# [Passage]

--- START ---

Events

The ZIP Code Memory Project: Practices of Justice and Repair: Samuel Hargress and the Music of Paris Blues: A Community Event

Public Humanities

October 31, 2021 Sunday, 2:00pm–6:00pm EDT Bandshell
Cosponsor
  • The Society of Fellows and Heyman Center for the Humanities
Organizers
  • The Center for the Study of Social Difference
  • WeAct for Environmental Justice
Notes
  • Free and open to the public
  • No registration necessary

This concert honors Samuel Hargress, Jr. who opened his jazz club, "Paris Blues" on November 15, 1969, and proceeded to book live Jazz seven nights weekly. With no cover charge, a full bar, free buffet, and family hospitality, Paris Blues became widely known as a great jazz bar in Harlem. Visitors from all over the world were treated to a wide range of blues, jazz and Latin jazz, and a regular jam night. Sam said that he named the club Paris Blues “to honor the city, soldiers and music I grew to love,” as he served in the military in post-war Europe, where his grandfather had fought as a member of the Harlem Hellfighters.

Born in Demopolis, Alabama, in 1936, Sam Hargress, Jr. contracted the COVID virus and passed away on April 10, 2020, one day past his 84th birthday. A civil rights activist throughout his life, he had received many awards and honors on federal, state, and local levels, and had received personal letters from many community leaders, including Mayor Bill De Blasio, First Lady Michelle Obama, and Dr. Martin Luther King, Jr. Sam’s jazz club had its last night on March 15, 2020; La Banda Ramirez was the band that night. Paris Blues remains closed at this time.

--- END ---

# [Excerpted records]
--- START ---

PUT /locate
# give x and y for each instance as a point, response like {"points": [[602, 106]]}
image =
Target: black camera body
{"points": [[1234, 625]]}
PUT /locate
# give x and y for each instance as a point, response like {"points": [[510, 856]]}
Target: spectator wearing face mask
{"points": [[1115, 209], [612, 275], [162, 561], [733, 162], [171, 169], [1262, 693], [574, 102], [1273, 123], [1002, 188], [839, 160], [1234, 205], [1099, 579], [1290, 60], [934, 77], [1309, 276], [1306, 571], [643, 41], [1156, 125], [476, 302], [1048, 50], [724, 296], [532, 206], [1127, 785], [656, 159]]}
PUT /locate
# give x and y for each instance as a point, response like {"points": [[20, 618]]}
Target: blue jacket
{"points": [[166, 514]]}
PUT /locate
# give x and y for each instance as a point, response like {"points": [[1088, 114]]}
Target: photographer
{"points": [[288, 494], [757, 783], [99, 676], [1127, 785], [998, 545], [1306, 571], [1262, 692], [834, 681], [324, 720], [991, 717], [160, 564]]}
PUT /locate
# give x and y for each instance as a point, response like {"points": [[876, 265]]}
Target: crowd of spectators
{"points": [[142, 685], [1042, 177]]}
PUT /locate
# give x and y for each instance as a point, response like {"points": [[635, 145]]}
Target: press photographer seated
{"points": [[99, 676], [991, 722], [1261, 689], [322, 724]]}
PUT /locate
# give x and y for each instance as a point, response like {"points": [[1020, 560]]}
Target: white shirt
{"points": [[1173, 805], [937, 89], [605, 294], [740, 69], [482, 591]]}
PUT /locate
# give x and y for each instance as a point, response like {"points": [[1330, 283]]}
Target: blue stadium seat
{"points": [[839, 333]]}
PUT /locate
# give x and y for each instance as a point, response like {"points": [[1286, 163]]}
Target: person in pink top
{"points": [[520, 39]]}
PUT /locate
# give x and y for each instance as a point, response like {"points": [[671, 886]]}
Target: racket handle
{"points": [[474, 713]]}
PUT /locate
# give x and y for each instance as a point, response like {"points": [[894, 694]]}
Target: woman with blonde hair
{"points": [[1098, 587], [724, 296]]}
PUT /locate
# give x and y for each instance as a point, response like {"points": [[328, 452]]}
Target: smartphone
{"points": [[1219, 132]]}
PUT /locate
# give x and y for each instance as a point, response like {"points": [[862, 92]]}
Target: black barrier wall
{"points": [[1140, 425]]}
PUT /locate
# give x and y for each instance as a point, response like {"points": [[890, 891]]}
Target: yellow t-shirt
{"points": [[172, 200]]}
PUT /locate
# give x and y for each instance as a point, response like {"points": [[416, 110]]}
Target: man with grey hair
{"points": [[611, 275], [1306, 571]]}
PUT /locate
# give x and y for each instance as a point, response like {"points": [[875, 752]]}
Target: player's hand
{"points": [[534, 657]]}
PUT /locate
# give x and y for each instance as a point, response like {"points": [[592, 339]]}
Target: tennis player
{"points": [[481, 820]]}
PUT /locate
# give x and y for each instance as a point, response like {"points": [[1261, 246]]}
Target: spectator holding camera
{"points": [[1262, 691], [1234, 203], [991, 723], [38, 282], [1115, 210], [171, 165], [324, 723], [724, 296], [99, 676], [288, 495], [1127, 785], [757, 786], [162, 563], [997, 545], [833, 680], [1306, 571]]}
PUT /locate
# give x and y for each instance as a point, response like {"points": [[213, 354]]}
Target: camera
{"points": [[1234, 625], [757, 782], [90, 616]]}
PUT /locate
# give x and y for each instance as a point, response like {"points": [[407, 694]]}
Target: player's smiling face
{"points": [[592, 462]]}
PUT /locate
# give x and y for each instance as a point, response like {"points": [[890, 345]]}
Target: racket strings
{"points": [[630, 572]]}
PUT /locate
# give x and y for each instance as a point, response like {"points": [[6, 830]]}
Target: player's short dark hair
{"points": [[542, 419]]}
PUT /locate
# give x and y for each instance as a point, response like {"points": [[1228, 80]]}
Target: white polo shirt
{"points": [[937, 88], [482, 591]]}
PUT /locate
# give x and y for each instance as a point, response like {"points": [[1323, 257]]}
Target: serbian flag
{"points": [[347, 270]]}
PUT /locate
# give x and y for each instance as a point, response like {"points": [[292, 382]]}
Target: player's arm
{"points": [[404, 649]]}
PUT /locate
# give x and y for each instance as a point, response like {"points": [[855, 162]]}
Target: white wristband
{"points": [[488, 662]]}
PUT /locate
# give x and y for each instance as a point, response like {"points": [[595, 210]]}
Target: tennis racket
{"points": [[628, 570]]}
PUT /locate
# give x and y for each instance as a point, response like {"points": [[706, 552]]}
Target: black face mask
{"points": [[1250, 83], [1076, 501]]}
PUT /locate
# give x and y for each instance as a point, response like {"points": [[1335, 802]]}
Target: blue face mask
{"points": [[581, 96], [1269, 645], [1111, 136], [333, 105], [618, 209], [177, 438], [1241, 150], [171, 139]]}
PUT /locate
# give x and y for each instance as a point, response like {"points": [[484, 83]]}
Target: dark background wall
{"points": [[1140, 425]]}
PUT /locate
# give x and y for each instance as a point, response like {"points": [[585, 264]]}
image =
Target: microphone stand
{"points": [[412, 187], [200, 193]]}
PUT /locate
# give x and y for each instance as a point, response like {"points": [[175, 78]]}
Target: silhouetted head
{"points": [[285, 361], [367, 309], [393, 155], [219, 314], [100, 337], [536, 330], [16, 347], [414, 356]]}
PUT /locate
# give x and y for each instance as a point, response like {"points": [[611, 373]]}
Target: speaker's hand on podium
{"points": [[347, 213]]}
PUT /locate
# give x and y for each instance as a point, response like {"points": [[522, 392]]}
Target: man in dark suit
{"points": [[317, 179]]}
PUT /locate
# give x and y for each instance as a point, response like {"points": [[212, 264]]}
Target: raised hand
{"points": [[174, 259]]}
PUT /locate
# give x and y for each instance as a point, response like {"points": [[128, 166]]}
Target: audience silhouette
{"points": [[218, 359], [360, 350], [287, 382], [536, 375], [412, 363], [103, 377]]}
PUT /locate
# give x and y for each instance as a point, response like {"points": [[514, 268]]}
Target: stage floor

--- END ---

# [Exercises to complete]
1/ Summarize the event notice about Samuel Hargress in two sentences.
2/ Reproduce word for word the part of the event notice about Samuel Hargress between "Born in Demopolis, Alabama, in" and "at this time.", inclusive.
3/ Write the next part of the event notice about Samuel Hargress, picking up after its final sentence.

# [Results for each task]
1/ The event notice announces a free community concert at the Bandshell on October 31, 2021, honoring Samuel Hargress, Jr., who opened the Harlem jazz club Paris Blues on November 15, 1969, and booked live jazz there seven nights a week. Hargress, a civil rights activist born in Demopolis, Alabama, in 1936, died of COVID on April 10, 2020, and the club, which had its last night on March 15, 2020, remains closed.

2/
Born in Demopolis, Alabama, in 1936, Sam Hargress, Jr. contracted the COVID virus and passed away on April 10, 2020, one day past his 84th birthday. A civil rights activist throughout his life, he had received many awards and honors on federal, state, and local levels, and had received personal letters from many community leaders, including Mayor Bill De Blasio, First Lady Michelle Obama, and Dr. Martin Luther King, Jr. Sam’s jazz club had its last night on March 15, 2020; La Banda Ramirez was the band that night. Paris Blues remains closed at this time.

3/
LIVE MUSIC BY:
2:00 – 3:15 pm La Banda Ramirez Latin Jazz www.metrotang.com
3:25 – 4:00 pm Beautiful Journey
4:15 pm – 4:50 pm Les Goodson and the Holy Ghost Voodoo Power Band
5:00 pm – 6:00 pm John Cooksey’s Spontaneous Combustion

WeAct for Environmental Justice www.weact.orgWE ACT’s mission is to build healthy communities by ensuring that people of color and/or low-income residents participate meaningfully in the creation of sound and fair environmental health and protection policies and practices.

The ZIP Code Memory Project: Practices of Justice and Repair located at Columbia University’s Center for the Study of Social Difference. Contact: [email protected]

The ZIP Code Memory Project seeks to find reparative ways to memorialize the devastating losses resulting from the Coronavirus pandemic while also acknowledging its radically differential effects on different Upper New York City neighborhoods.